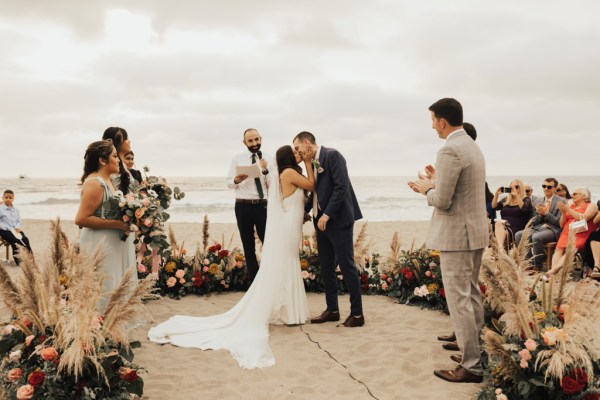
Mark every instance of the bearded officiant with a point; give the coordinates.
(250, 197)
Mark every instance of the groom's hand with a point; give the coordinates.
(322, 223)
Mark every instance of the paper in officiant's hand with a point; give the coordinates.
(253, 171)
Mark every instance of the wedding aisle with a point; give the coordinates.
(393, 355)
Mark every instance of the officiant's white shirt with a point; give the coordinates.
(247, 188)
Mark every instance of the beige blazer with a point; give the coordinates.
(459, 220)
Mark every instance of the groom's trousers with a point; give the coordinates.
(460, 275)
(338, 245)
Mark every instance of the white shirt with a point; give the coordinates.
(10, 218)
(247, 188)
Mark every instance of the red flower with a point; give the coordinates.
(36, 378)
(571, 386)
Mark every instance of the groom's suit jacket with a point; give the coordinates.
(334, 191)
(552, 218)
(459, 221)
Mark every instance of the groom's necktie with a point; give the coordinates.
(261, 194)
(315, 201)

_ _ _ _ _

**WHAT IS EXPECTED**:
In the listing above, rename "officiant" to "celebrant" everywhere it occurs, changing nothing else. Reproduce the whole listing with the pictures omitted.

**EXERCISE SOLUTION**:
Mark every instance of the bearded celebrant with a point; give the coordinates.
(250, 197)
Mark every instance of the groom's hand with a point; give the coordinates.
(322, 223)
Mark every instance of the paper in celebrant's hand with a point; give the coordinates.
(253, 171)
Mark every instance of the wedding aisle with a point; give the coordinates.
(393, 355)
Mark every instance of the celebrant's white shirt with a point; give the coordinates.
(247, 188)
Mark every instance of the beige blazer with a point; give the coordinates.
(459, 220)
Mark every instance of the groom's trousers with a point; give the coordinates.
(460, 275)
(338, 245)
Mark every instance of the white shirt with a point; give the coordinates.
(10, 218)
(247, 188)
Mark every instance of the red flower with a point; give the coordinates.
(36, 378)
(571, 386)
Mark every instance of the groom's suit jacket with a point; give the coordinates.
(334, 191)
(552, 218)
(459, 221)
Mark every instance of the groom's necktie with a point; give the coordinates.
(261, 194)
(315, 201)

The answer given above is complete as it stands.